:: Excerpted records ::
<<<<
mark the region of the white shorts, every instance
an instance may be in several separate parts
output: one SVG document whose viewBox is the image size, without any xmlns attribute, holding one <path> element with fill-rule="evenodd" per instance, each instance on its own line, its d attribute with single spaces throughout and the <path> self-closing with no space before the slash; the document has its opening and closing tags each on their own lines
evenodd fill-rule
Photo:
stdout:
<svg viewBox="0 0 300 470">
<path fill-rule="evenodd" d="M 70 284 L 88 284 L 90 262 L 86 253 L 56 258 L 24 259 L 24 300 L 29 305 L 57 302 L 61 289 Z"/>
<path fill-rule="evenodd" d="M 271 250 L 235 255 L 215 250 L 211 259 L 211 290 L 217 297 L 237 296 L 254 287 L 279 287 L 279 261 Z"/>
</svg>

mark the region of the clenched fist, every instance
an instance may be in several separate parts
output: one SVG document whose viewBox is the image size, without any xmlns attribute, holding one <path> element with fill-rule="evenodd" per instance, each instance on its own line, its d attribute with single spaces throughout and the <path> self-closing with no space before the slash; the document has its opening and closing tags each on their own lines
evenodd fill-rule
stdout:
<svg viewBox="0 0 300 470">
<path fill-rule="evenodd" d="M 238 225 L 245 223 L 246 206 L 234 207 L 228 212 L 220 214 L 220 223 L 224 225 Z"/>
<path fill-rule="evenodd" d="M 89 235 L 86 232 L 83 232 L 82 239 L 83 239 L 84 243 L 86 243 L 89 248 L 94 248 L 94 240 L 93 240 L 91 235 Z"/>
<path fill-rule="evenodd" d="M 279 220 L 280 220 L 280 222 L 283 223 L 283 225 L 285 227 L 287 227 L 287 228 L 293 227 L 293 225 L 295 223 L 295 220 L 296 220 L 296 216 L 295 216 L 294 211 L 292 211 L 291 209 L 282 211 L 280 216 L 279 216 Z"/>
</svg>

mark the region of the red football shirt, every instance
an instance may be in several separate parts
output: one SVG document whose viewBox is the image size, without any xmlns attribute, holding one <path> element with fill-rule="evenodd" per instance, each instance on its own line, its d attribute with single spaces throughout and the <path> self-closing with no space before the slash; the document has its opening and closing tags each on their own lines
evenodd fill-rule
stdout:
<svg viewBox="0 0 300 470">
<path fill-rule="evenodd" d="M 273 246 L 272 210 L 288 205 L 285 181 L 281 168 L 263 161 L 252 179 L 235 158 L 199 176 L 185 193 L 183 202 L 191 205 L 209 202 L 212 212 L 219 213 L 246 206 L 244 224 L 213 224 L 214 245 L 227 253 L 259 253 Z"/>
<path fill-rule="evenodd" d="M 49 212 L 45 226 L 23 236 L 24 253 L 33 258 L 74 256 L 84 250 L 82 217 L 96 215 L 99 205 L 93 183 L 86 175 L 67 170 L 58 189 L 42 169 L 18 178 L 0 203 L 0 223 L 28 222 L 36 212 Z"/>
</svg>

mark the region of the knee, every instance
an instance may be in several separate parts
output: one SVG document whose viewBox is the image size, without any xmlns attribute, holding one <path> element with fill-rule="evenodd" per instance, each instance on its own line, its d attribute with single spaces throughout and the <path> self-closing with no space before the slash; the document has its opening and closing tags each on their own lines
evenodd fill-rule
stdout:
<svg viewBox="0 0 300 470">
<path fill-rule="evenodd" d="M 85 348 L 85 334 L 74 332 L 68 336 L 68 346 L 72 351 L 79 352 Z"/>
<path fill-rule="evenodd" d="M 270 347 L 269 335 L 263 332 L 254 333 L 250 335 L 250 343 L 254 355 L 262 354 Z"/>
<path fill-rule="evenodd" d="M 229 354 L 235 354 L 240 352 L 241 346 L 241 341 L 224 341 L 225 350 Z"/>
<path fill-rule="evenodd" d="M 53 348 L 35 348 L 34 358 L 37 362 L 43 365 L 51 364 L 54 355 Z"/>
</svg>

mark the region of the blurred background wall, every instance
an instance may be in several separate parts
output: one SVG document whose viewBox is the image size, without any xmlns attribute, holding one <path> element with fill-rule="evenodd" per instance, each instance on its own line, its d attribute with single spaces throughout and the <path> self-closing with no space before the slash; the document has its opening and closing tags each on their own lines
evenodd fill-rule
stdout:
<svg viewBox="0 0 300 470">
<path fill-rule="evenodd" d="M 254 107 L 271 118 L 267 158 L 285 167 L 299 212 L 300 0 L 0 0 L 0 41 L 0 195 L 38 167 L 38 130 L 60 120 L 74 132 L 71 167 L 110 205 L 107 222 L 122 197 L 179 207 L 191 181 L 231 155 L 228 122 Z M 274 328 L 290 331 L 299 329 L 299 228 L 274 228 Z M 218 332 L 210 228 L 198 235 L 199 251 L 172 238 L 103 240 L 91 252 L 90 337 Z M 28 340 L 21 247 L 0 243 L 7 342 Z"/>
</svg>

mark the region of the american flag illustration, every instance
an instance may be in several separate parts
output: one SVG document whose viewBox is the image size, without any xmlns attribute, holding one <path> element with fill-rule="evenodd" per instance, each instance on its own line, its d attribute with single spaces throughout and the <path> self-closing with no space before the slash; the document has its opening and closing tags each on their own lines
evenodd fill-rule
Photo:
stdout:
>>>>
Reading the records above, count the lines that include "region" and say only how many.

:: Task output ::
6